Assigned task A: Reproduce the diary entry word for word, starting with "The streets were" and going on through "the grocery store.".
Assigned task B:
Answer these questions from the diary entry:
(i) How many days after the school closures did the writer first leave the house?
(ii) According to the search, how many phone calls does a person arrested in Italy get?
(iii) What lethality figure does the entry give for the virus?
[Page text]
Day 11–Risking Prison

    Today was the first day that I have left the house since the school closures 11 days ago. Since then, the government has gotten increasingly stricter by the minute, limiting more and more of what one can do. Right now, the only thing permitted is to go to the grocery store or pharmacy, and only if you have no fever or symptoms and have government paperwork and documents with you. The punishment for not having the paperwork or for falsifying the documents (to do something non-essential) is a fine or time in prison.
    Low on some food supplies, I prepared to venture out. I figure that, since Ron is a male and hence more susceptible to the virus, I would be the one. As I filled out the paperwork I joked that I’d call them from jail using my one phone call. Jake asked, “Do they have that in Italy?” We Googled it and discovered that yes, you get as many as you reasonably need if you are arrested here.
    The streets were almost empty and the grocery store had a line outside. They only let in a few people at a time to allow for social distancing. I entered and got the things I needed. I came home and had an emotional crash. It is just so hard to be under the pressure of not contracting or passing on the virus. It has just had a huge explosion in Italy and is more lethal than expected (almost 7%). Italians are an aging population and big smokers, and these are two demographics that are vulnerable to the virus (since its respiratory). So, one could have imagined Italy being hard hit. But to witness it actually happening is really emotionally difficult. The hardest thing for me is to know that I can have it, but have no symptoms and thus not know I have it, and so be able to pass it on. Today I worried about killing people as I walked through the grocery store.
[/Page text]
[Dataset extract]
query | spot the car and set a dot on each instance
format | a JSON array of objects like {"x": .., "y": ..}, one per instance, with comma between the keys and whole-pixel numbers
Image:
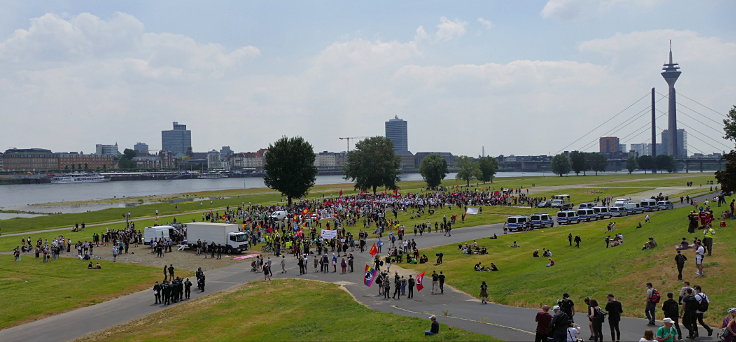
[/Dataset extract]
Worked solution A:
The streets were almost empty and the grocery store had a line outside. They only let in a few people at a time to allow for social distancing. I entered and got the things I needed. I came home and had an emotional crash. It is just so hard to be under the pressure of not contracting or passing on the virus. It has just had a huge explosion in Italy and is more lethal than expected (almost 7%). Italians are an aging population and big smokers, and these are two demographics that are vulnerable to the virus (since its respiratory). So, one could have imagined Italy being hard hit. But to witness it actually happening is really emotionally difficult. The hardest thing for me is to know that I can have it, but have no symptoms and thus not know I have it, and so be able to pass it on. Today I worried about killing people as I walked through the grocery store.

Worked solution B:
(i) 11 days
(ii) As many as they reasonably need
(iii) Almost 7%